[begin Exercise inputs]
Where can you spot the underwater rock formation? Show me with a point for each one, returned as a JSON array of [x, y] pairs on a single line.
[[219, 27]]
[end Exercise inputs]
[begin Exercise inputs]
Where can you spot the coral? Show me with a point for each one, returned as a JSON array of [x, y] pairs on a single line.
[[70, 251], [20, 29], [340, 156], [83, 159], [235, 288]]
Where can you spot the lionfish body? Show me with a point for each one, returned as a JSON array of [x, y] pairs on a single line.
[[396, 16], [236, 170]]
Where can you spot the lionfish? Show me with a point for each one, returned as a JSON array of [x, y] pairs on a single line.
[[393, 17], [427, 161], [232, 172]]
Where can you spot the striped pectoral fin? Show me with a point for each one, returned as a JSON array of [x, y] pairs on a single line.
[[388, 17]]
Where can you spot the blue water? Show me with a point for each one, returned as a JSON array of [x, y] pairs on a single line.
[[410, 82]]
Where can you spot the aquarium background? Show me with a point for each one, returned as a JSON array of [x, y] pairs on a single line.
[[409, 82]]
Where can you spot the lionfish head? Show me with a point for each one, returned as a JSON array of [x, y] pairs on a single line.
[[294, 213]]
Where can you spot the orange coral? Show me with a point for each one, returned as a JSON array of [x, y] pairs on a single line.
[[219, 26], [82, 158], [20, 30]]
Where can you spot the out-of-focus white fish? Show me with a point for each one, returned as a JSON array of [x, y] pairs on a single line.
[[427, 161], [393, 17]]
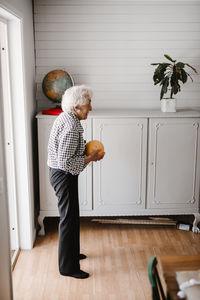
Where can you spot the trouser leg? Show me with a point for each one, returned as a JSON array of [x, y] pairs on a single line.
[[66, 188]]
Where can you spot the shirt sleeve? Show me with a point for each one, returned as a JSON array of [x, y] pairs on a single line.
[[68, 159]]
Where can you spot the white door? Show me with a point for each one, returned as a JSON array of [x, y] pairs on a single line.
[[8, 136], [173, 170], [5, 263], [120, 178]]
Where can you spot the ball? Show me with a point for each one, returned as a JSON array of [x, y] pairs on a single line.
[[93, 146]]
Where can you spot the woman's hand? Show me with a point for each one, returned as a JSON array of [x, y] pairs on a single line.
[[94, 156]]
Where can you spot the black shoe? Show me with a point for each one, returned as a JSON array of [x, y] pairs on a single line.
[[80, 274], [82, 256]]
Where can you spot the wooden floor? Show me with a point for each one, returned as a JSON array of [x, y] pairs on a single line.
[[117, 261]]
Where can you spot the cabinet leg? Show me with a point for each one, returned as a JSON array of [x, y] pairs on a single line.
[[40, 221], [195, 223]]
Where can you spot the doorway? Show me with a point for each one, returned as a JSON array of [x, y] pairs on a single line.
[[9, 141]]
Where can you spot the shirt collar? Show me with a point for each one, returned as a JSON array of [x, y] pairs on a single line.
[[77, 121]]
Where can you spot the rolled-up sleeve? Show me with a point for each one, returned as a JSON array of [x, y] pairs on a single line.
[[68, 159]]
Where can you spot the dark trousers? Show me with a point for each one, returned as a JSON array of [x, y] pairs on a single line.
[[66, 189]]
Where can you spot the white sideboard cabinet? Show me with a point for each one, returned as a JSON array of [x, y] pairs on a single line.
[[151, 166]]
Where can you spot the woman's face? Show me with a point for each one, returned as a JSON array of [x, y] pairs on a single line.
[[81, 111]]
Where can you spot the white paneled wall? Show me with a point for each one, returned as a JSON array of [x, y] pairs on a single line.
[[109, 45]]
[end Exercise inputs]
[begin Exercise inputs]
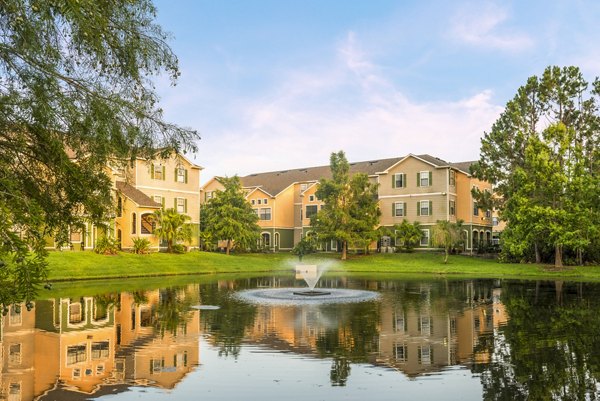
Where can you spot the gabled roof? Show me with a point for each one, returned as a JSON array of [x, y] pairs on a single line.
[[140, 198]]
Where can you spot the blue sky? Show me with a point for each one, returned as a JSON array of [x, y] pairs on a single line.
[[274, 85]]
[end Exercise inputs]
What is expected: Could you update the entries in the part that opens with the line containing "Where can you spot the lionfish body?" and closes with the line containing "[[80, 274], [82, 256]]", replacing "Where can you spot" with "Where do you see" and leaving everything else unchanged? Leave the pictures out of your answer.

Solution for this exercise:
Where do you see the lionfish body? Show me with a point for each one, returned as a JSON array of [x, y] pairs on a single line.
[[396, 16], [236, 170]]
Where do you see the lionfish? Show me with a point for each one, returned as a JSON array of [x, y] pairs on a single line.
[[393, 17], [427, 161], [232, 172]]
Where do you see the striped pectoral fin? Show me with a point for each one, returned as a JSON array of [x, y] pairs on a single line.
[[388, 17]]
Where do you see the blue water? Show me with a point for each one, returned as a JSON array of [x, y] pairs on a single line.
[[410, 82]]
Where do you see the aquarium background? Show me with a point for each one, returned as a JSON array of [x, y] pairs on a single line.
[[409, 82]]
Where do you see the lionfish head? Show me with a point for each one, returned as a JSON array of [x, y] pairs on a single line.
[[294, 213]]
Where do you see the orange coral? Show me with a point for each one, returned as a JSON array of [x, y] pairs on a single line.
[[219, 26], [82, 158], [20, 30]]
Where do you see the out-of-focus white fish? Show me with a point for each one, returned as a JSON array of [x, y] pairs on a single line.
[[427, 161], [393, 17]]
Where do you see the trouser leg? Show me with a point for each one, returned as a JSON array of [x, y] pairs on a single line.
[[66, 188]]
Where do you see the shirt sleeve? Show me with a point for each one, returned as a JSON array of [x, y] pairs on a single line.
[[68, 159]]
Where do you see the white door? Show me with a point for each one, returned as a JSON array of [x, y] pairs on a single line.
[[8, 136], [173, 170], [5, 263], [120, 178]]
Where do you see the ball? Show me with a point for each one, returned as a JSON array of [x, y] pairs on a single line.
[[93, 146]]
Where do you see the woman's hand? Show me with a point for each one, returned as a JSON array of [x, y] pairs on a single line.
[[94, 156]]
Where do you see the black shoe? Show me with a point for each one, returned as a JSON array of [x, y] pairs on a single line.
[[80, 274], [82, 256]]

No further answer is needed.